Return each line below that contains the word "crowd". Matching is case-sensitive.

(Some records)
---

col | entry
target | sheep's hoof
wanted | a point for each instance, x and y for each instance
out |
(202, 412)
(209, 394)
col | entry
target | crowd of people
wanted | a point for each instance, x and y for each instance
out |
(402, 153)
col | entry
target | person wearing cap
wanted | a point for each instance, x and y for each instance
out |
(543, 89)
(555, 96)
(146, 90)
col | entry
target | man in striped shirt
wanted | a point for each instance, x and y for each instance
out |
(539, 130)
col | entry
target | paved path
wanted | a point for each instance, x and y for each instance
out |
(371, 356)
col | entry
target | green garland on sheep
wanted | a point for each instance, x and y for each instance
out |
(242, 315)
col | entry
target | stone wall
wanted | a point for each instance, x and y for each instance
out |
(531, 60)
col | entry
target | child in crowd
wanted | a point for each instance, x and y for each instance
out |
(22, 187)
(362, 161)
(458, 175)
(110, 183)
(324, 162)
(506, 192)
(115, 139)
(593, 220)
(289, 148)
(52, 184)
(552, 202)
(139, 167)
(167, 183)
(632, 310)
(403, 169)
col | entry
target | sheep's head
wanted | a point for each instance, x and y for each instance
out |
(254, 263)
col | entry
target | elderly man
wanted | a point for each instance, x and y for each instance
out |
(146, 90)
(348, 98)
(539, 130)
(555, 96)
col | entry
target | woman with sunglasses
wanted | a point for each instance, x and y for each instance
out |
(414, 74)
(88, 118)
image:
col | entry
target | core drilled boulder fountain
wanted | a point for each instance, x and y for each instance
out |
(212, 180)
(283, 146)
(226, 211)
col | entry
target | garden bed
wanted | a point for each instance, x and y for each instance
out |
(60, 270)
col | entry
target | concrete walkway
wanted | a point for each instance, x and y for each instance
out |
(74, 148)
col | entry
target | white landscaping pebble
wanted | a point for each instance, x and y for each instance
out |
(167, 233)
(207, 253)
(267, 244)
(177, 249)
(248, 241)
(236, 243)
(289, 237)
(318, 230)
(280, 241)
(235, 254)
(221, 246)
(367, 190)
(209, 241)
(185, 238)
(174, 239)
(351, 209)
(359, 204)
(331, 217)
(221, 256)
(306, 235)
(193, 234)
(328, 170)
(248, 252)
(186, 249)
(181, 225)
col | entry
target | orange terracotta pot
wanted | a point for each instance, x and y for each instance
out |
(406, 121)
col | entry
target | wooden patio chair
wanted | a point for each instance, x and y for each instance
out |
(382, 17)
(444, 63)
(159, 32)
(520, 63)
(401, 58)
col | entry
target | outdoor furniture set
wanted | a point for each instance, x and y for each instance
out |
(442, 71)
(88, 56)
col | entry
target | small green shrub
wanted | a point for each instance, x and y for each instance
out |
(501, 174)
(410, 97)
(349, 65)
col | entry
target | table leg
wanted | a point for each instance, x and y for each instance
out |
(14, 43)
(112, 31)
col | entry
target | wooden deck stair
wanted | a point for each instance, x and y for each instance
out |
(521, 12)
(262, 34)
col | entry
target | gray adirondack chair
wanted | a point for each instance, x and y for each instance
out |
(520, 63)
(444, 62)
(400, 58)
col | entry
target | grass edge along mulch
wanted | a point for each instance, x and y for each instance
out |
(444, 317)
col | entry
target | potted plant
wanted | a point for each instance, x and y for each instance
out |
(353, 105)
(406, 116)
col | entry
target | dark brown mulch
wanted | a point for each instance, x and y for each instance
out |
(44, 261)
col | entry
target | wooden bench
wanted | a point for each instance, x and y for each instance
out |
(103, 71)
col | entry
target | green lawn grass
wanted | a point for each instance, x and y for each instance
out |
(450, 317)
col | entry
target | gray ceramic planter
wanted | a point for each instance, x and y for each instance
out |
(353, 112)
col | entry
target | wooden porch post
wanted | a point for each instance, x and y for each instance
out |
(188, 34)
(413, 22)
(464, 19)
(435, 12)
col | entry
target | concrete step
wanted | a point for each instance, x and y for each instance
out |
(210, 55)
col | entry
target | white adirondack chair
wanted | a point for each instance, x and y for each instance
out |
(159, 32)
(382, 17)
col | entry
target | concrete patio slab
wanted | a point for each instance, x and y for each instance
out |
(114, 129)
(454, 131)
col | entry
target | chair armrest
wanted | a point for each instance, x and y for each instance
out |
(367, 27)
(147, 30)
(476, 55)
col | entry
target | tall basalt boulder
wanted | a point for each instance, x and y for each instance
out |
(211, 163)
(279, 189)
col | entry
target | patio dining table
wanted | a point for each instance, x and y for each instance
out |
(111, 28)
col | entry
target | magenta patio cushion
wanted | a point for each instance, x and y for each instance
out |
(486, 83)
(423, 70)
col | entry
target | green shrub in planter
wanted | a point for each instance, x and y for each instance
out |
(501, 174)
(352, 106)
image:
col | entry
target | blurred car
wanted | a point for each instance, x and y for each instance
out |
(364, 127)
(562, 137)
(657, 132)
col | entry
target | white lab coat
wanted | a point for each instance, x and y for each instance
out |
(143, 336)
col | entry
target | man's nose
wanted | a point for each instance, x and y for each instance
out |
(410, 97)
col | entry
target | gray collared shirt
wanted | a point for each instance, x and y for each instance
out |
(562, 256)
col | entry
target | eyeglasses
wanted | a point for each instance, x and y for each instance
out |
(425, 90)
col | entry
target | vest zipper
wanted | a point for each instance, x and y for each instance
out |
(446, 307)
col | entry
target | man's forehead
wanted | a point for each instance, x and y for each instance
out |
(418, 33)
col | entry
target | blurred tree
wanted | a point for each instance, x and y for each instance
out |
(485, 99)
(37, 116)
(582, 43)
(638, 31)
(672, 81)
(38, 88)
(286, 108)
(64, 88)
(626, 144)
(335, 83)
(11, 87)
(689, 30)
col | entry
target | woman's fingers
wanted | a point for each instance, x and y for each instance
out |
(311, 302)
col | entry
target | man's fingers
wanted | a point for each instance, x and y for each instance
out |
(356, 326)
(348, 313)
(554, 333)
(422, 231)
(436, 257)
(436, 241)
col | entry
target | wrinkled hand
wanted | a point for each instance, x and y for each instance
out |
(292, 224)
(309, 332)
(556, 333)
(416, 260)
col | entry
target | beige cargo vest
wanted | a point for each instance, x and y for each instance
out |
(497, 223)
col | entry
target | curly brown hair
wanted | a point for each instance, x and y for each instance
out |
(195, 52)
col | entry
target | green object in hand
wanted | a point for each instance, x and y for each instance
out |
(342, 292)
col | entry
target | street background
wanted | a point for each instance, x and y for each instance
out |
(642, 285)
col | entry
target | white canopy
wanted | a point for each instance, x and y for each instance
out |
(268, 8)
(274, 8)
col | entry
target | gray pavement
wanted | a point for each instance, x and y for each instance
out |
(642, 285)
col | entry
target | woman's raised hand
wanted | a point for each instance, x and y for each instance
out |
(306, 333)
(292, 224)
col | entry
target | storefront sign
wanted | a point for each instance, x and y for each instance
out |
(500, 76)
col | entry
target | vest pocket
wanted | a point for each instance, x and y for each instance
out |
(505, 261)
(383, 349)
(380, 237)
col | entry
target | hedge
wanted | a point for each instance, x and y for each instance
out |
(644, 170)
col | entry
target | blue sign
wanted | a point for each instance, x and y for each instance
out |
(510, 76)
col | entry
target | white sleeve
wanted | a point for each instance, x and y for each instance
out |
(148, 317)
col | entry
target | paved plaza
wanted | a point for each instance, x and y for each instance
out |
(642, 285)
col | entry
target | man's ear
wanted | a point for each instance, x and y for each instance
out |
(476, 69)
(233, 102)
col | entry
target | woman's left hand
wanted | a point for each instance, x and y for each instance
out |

---

The output:
target | crowd of people
target | child in crowd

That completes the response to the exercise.